Requirements ▸
(A) Copy the passage of the Methow Valley water article from "A preposterous request" up to and including "subdivision development firm.".
(B) Pick up the Methow Valley water article after its last sentence and keep writing it.

Source document ▸

********

March 24, 2021 by Methow Valley News

If you lived in Twisp after the town lost its water rights, irrigated spawning salmon in your farm fields or waited in vain for water to appear at the empty end of the Methow Valley Irrigation District’s ditch, you understand water trouble.

Or you may recall the bitter 25-year battle, fought to the U.S. Supreme Court, over the largest development ever proposed for this valley, the Mazama downhill ski resort that morphed into a golf course with 565 home sites. It died, stillborn, in 1999 — of thirst.

These were early glimpses of a gathering, perfect storm: more people, less water, a warmer world.

This time we’re troubled by Wall Street investors who may profit by buying water rights, moving them downstream and dewatering Columbia River headwater basins like ours. The most valuable water use rights anyone can buy lie in the upper reaches of headwater basins such as the Methow.

A preposterous request has been made by Spokane-based Crown Columbia Water Resources, a registered foreign limited liability water investment company, a subsidiary of Petrus Partners LLC, a New York commercial and housing subdivision development firm.

********

Material provided ▸

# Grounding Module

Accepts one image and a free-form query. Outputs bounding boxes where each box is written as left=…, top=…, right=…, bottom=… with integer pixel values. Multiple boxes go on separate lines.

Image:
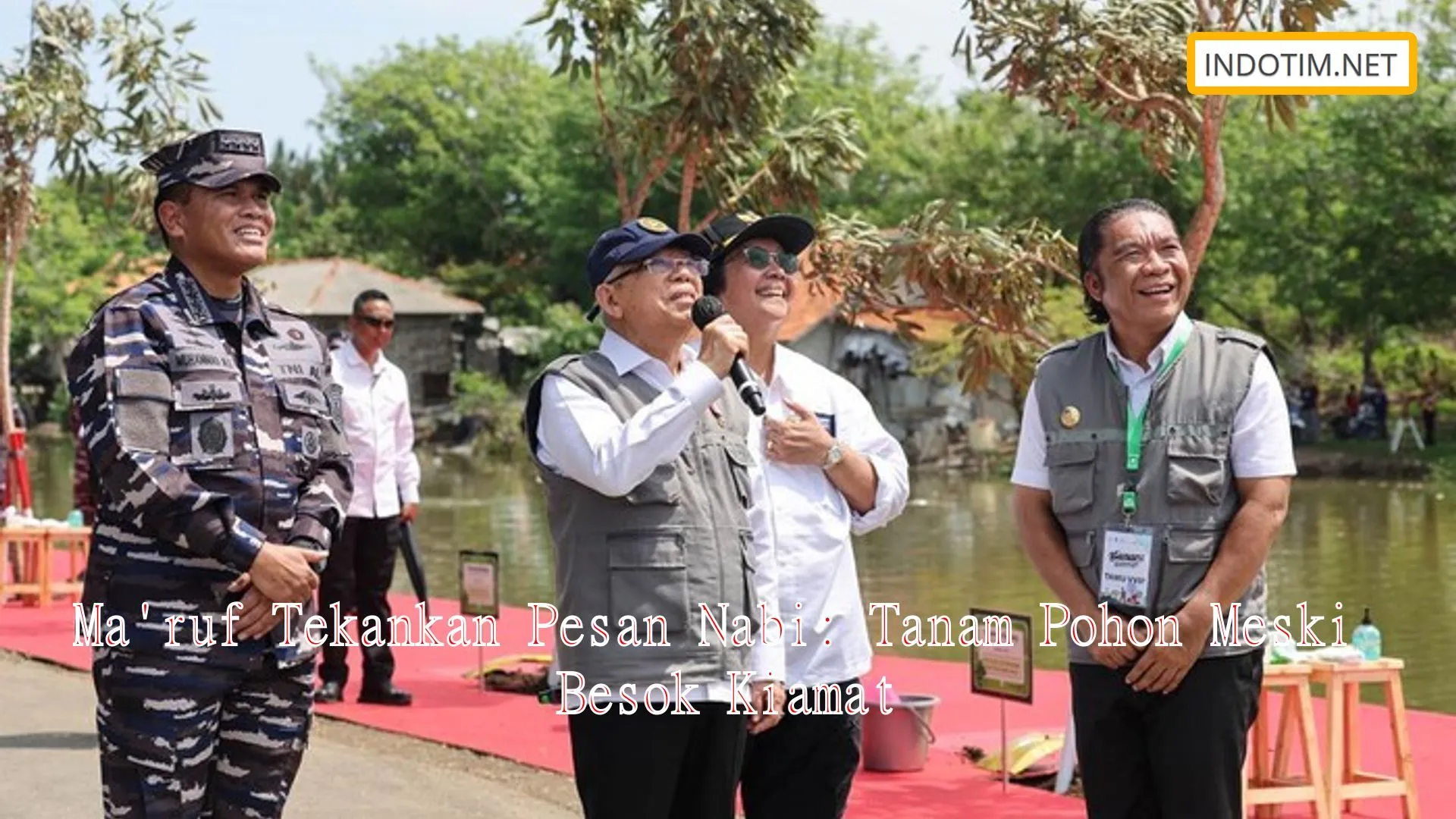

********

Responses for each task ▸
(A)
A preposterous request has been made by Spokane-based Crown Columbia Water Resources, a registered foreign limited liability water investment company, a subsidiary of Petrus Partners LLC, a New York commercial and housing subdivision development firm.

(B)
Under one massive, unprecedented, ill-defined “area-wide” water right, Crown is asking to scoop up control of as much as 36,126 acre feet annually of surface water and its hydrologically connected ground water from the Columbia Basin and its Washington tributaries.

Crown would bank, and eventually sell, the rights to use the public’s water. Water banking can be a boon to speculators. Unused water rights expire. Banked ones do not. The expiration clock stops when rights are banked or placed in trust. They can be held indefinitely while prices and demand rise.

Legal purchase?

No one can buy the state’s water. But anyone with a permit to use it can legally profit from selling that right of use. Normally, gifting a public resource to a private entity puts those who do it in the slammer.

But if the water is put to publicly beneficial use, Crown could legally buy existing water rights from willing sellers, bank the rights indefinitely, sell or lease them for agricultural, municipal and residential use to whomever whenever wherever Crown chooses (so long as its downstream of Crown’s acquired right) in the Washington portion of the Columbia Basin at whatever price it can command.

Why would the state of Washington even consider such a thing?

Because Crown’s water rights, if approved by the Department of Ecology for banking and placement in its Trust Water Rights Program, can be used to “mitigate” new uses in new places.

Washington has a water crisis. It has issued more rights to use water than there is water to use. In 2006, the Legislature ordered Ecology’s Office of Columbia River (OCR) to make more water available through conservation and water right transfers.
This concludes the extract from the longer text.